__Task directions__
Can you write out everything from the line containing "class=distant hedgerow" down to the last of the lines below, character for character?
#### Data ####
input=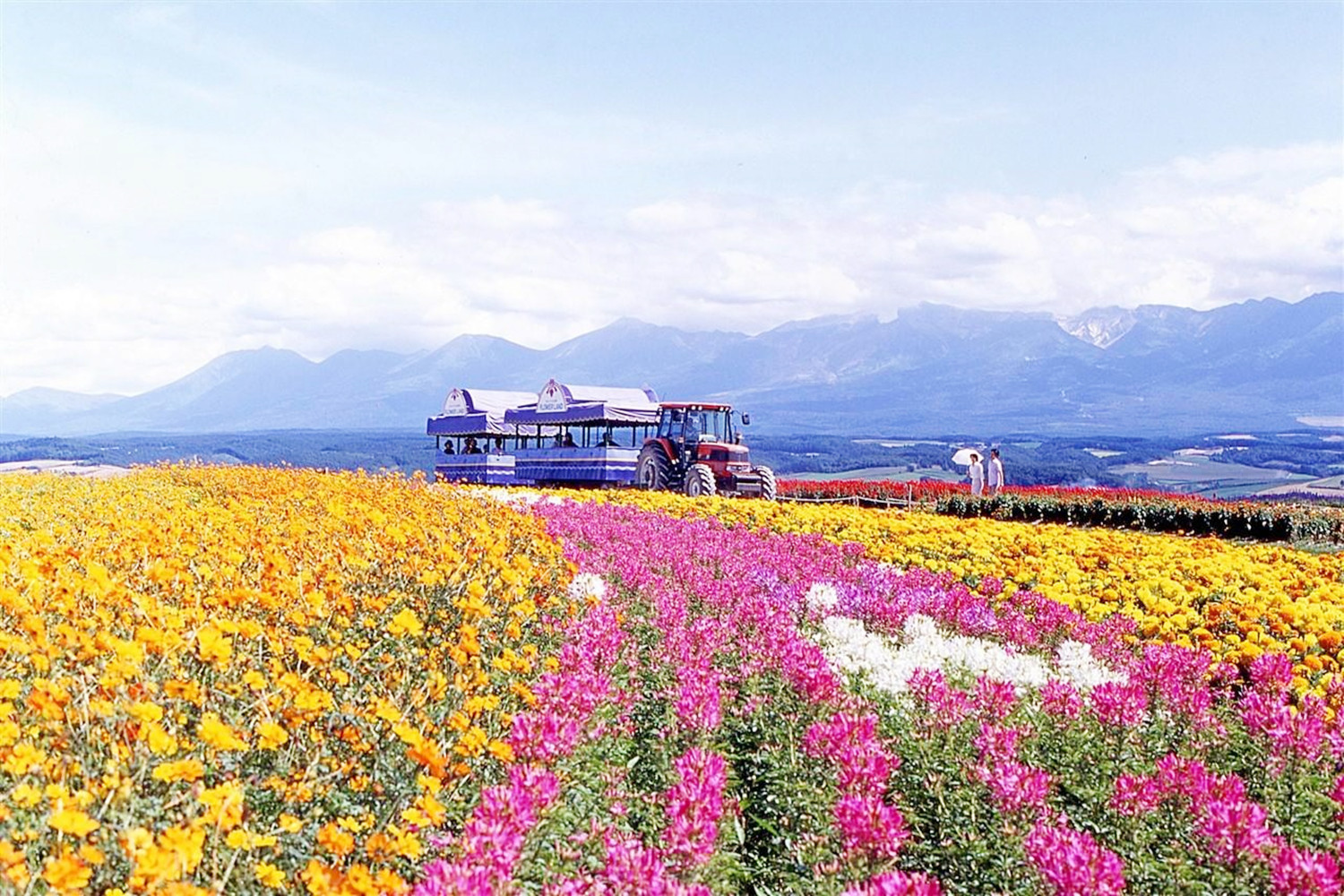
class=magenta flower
[1091,681,1148,728]
[1040,681,1083,719]
[840,871,943,896]
[835,794,910,858]
[970,676,1018,721]
[1026,823,1125,896]
[976,759,1050,813]
[1271,847,1344,896]
[1250,653,1293,694]
[1198,799,1274,866]
[664,748,728,868]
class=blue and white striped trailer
[425,388,537,485]
[504,379,659,487]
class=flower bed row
[417,503,1344,896]
[597,492,1344,694]
[780,479,1344,544]
[0,468,570,895]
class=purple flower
[1026,823,1125,896]
[1271,847,1344,896]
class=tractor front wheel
[685,463,714,498]
[634,444,669,492]
[757,466,779,501]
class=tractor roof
[659,401,733,411]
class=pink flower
[1110,775,1163,815]
[1250,653,1293,694]
[970,676,1018,721]
[1331,775,1344,821]
[1026,823,1125,896]
[835,794,910,858]
[1271,847,1344,896]
[1198,799,1274,866]
[909,669,970,731]
[1091,681,1148,728]
[664,748,728,868]
[976,759,1050,813]
[1040,681,1083,719]
[840,871,943,896]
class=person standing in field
[969,452,986,497]
[988,449,1004,495]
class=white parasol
[952,449,984,466]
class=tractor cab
[636,401,776,498]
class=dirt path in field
[0,460,131,479]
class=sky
[0,0,1344,396]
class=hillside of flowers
[0,468,1344,896]
[780,479,1344,546]
[0,468,570,893]
[607,492,1344,694]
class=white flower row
[808,584,1125,694]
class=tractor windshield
[687,409,733,442]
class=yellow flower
[153,759,206,782]
[42,849,93,893]
[126,702,164,721]
[196,712,247,750]
[257,721,289,750]
[387,607,425,638]
[201,782,244,831]
[10,783,42,809]
[317,823,355,856]
[254,863,285,890]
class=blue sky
[0,0,1344,395]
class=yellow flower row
[596,492,1344,689]
[0,468,573,893]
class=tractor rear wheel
[757,466,779,501]
[634,442,671,492]
[685,463,715,498]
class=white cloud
[0,136,1344,393]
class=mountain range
[0,293,1344,435]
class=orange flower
[196,712,247,750]
[153,759,206,782]
[42,849,93,893]
[47,809,101,837]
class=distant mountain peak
[1056,305,1139,348]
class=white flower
[809,612,1125,694]
[570,573,607,600]
[1055,641,1126,691]
[804,582,840,614]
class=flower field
[0,468,570,893]
[780,479,1344,546]
[0,468,1344,896]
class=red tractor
[634,401,776,501]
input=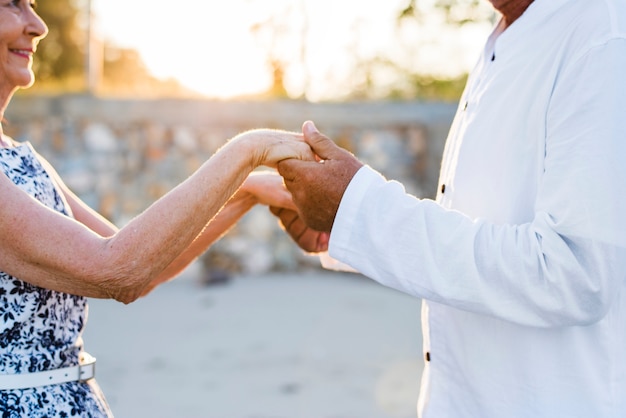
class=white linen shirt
[329,0,626,418]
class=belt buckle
[78,353,96,382]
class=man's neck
[489,0,534,29]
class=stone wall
[4,96,455,275]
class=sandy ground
[84,269,423,418]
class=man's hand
[277,121,363,232]
[270,206,329,253]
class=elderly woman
[0,0,313,417]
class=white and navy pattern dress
[0,143,113,418]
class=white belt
[0,353,96,390]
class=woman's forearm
[143,188,257,295]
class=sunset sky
[92,0,490,100]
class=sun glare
[92,0,492,98]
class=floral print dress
[0,143,113,418]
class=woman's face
[0,0,48,92]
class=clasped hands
[270,121,363,253]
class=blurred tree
[98,44,200,97]
[33,0,85,88]
[398,0,493,25]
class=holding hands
[271,121,363,252]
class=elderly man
[275,0,626,418]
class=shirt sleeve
[329,39,626,327]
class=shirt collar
[490,0,576,56]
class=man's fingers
[302,120,340,160]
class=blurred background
[3,0,496,418]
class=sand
[84,268,423,418]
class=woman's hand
[229,129,315,168]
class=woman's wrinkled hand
[231,129,316,168]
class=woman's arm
[0,130,313,303]
[143,172,295,295]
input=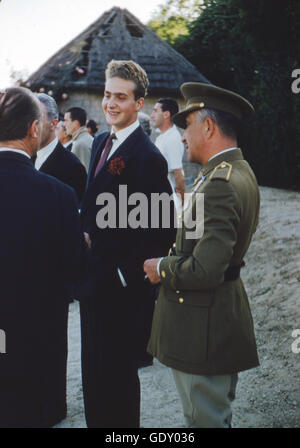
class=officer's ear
[203,117,216,138]
[28,120,41,139]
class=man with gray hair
[34,93,87,203]
[0,87,85,428]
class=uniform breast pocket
[161,290,214,366]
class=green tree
[174,0,300,189]
[148,0,203,45]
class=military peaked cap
[172,82,254,129]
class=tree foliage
[148,0,203,45]
[166,0,300,189]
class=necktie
[94,134,117,177]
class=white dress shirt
[34,137,58,170]
[0,147,31,159]
[107,119,140,160]
[107,119,140,288]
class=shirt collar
[72,126,88,140]
[0,147,31,159]
[110,119,140,145]
[208,147,237,162]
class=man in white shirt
[35,93,87,203]
[151,98,185,205]
[56,119,72,151]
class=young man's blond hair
[105,60,149,100]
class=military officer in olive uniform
[144,83,260,428]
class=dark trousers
[80,284,140,428]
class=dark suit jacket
[81,126,176,359]
[39,142,87,203]
[0,151,85,427]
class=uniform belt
[224,260,245,282]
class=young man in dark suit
[81,61,175,428]
[0,88,86,428]
[35,93,87,203]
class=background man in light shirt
[56,118,72,151]
[65,107,94,172]
[35,93,87,204]
[151,98,185,205]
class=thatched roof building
[26,7,207,120]
[25,7,208,179]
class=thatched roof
[25,7,207,100]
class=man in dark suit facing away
[0,88,86,428]
[35,93,87,203]
[81,61,175,428]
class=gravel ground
[56,187,300,428]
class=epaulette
[209,161,232,182]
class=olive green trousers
[172,369,238,428]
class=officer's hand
[83,232,92,249]
[144,258,160,284]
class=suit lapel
[39,142,61,173]
[86,132,109,189]
[82,126,144,211]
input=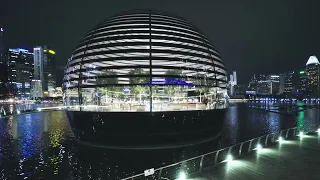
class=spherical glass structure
[63,10,227,112]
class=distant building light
[49,50,56,54]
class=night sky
[0,0,320,84]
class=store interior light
[178,172,187,180]
[257,144,262,151]
[226,154,233,162]
[299,132,303,138]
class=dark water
[0,104,320,180]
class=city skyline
[0,1,320,84]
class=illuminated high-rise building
[7,48,33,99]
[32,46,56,98]
[306,56,320,93]
[0,27,9,99]
[296,70,307,94]
[283,71,296,93]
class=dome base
[66,109,227,149]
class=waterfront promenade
[190,134,320,180]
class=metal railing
[122,127,297,180]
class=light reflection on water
[0,104,319,179]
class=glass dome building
[63,10,227,147]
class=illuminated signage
[246,91,257,95]
[49,50,56,54]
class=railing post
[272,133,276,143]
[228,145,234,154]
[214,150,220,165]
[258,136,262,144]
[239,142,244,156]
[158,168,162,180]
[286,129,290,139]
[248,140,252,152]
[199,155,204,173]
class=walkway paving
[193,134,320,180]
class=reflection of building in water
[226,106,239,144]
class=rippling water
[0,104,320,180]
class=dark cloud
[0,0,320,83]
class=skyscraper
[0,27,8,99]
[284,71,295,93]
[296,71,307,94]
[32,46,56,98]
[306,56,320,93]
[7,48,33,99]
[233,71,238,85]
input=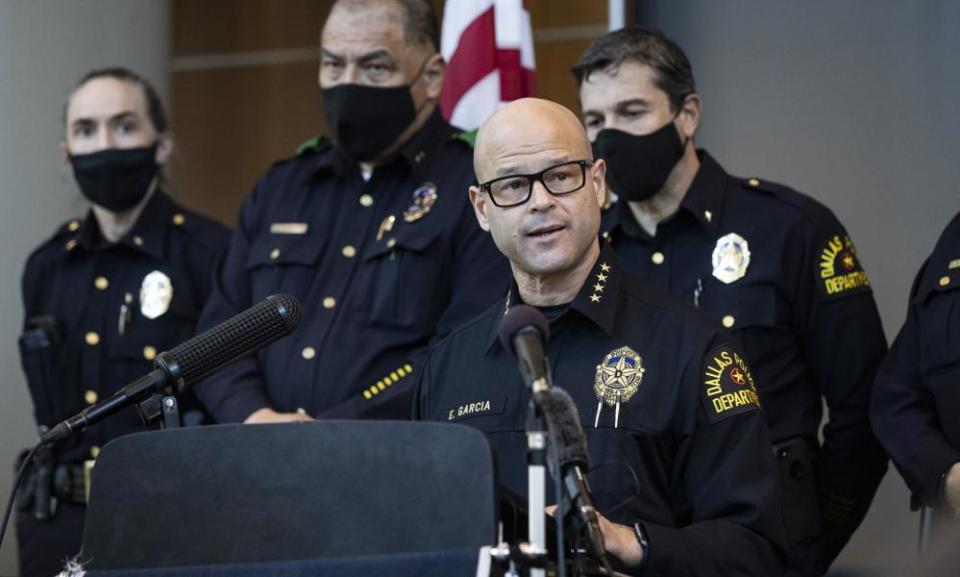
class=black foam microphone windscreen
[500,305,550,354]
[539,387,590,470]
[155,294,303,390]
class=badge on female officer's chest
[140,270,173,319]
[403,182,437,222]
[712,232,750,284]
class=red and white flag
[440,0,535,130]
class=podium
[80,421,497,573]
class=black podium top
[81,421,496,570]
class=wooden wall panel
[172,62,327,226]
[170,0,607,225]
[171,0,333,56]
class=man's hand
[243,407,314,425]
[943,462,960,512]
[547,505,643,567]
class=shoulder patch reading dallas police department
[701,345,760,424]
[817,235,870,298]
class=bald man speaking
[416,99,784,577]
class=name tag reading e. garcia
[447,395,507,422]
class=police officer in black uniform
[198,0,509,423]
[416,99,785,576]
[17,68,228,577]
[573,27,887,575]
[871,216,960,532]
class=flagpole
[607,0,627,30]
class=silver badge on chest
[140,270,173,319]
[713,232,750,284]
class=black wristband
[633,521,650,571]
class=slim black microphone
[500,305,550,393]
[539,388,606,559]
[40,294,302,444]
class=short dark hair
[330,0,440,52]
[571,26,697,112]
[63,66,169,133]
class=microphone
[40,294,303,444]
[540,388,606,560]
[500,305,550,393]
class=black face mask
[70,143,159,212]
[593,120,686,201]
[323,84,417,161]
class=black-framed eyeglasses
[480,160,593,208]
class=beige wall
[171,0,607,225]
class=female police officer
[17,68,227,577]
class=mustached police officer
[197,0,508,423]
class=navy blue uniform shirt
[603,151,887,572]
[21,192,229,462]
[416,249,783,576]
[197,113,509,422]
[871,210,960,507]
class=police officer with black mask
[870,216,960,540]
[17,68,228,577]
[416,98,785,577]
[197,0,509,423]
[573,27,887,575]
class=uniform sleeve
[870,271,960,505]
[433,189,512,342]
[641,343,785,577]
[795,211,887,570]
[194,181,269,423]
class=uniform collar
[680,149,727,236]
[317,107,457,181]
[486,243,623,354]
[76,190,176,259]
[610,149,727,238]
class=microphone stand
[527,379,548,577]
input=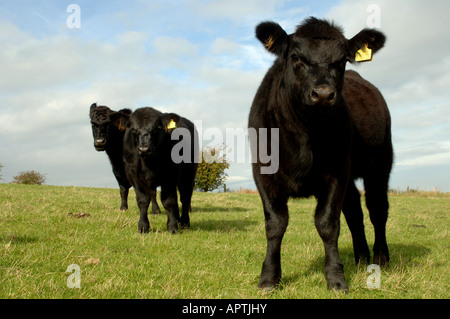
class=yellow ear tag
[355,43,373,62]
[167,119,177,130]
[264,36,274,51]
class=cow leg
[364,176,389,266]
[161,186,180,234]
[119,184,130,210]
[342,181,370,264]
[150,189,161,215]
[258,192,289,290]
[180,187,193,229]
[135,187,150,233]
[314,176,348,291]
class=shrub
[13,170,45,185]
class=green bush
[13,170,45,185]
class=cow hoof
[258,279,278,293]
[373,254,389,267]
[167,224,178,234]
[138,221,150,234]
[327,278,348,293]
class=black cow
[249,17,393,290]
[89,103,161,214]
[124,107,198,233]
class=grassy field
[0,184,450,299]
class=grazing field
[0,184,450,299]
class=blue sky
[0,0,450,191]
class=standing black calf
[249,18,393,290]
[89,103,161,214]
[124,107,198,233]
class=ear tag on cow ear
[167,119,177,130]
[264,36,274,51]
[355,43,373,62]
[119,119,127,132]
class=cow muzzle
[138,146,150,155]
[309,84,337,106]
[94,138,106,151]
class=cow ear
[109,112,130,132]
[256,21,289,56]
[348,29,386,62]
[161,113,181,133]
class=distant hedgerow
[12,170,45,185]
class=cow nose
[138,146,148,153]
[95,138,106,146]
[310,85,336,105]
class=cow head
[89,103,131,152]
[125,107,180,157]
[256,17,385,107]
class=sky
[0,0,450,191]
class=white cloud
[0,0,450,189]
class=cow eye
[291,53,300,63]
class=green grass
[0,184,450,299]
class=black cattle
[89,103,161,214]
[249,18,393,290]
[124,107,198,233]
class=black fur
[89,103,161,214]
[249,18,393,290]
[124,107,198,233]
####
__Task response__
class=distant hedgerow
[12,170,45,185]
class=cow nose
[138,146,148,153]
[95,138,106,146]
[310,85,336,105]
class=cow head
[89,103,131,152]
[125,107,180,157]
[256,17,385,107]
class=sky
[0,0,450,191]
class=white cloud
[0,0,450,189]
class=cow eye
[291,53,300,63]
class=green grass
[0,184,450,299]
class=black cattle
[89,103,161,214]
[249,18,393,290]
[124,107,198,233]
class=black fur
[89,103,161,214]
[249,18,393,290]
[124,107,198,233]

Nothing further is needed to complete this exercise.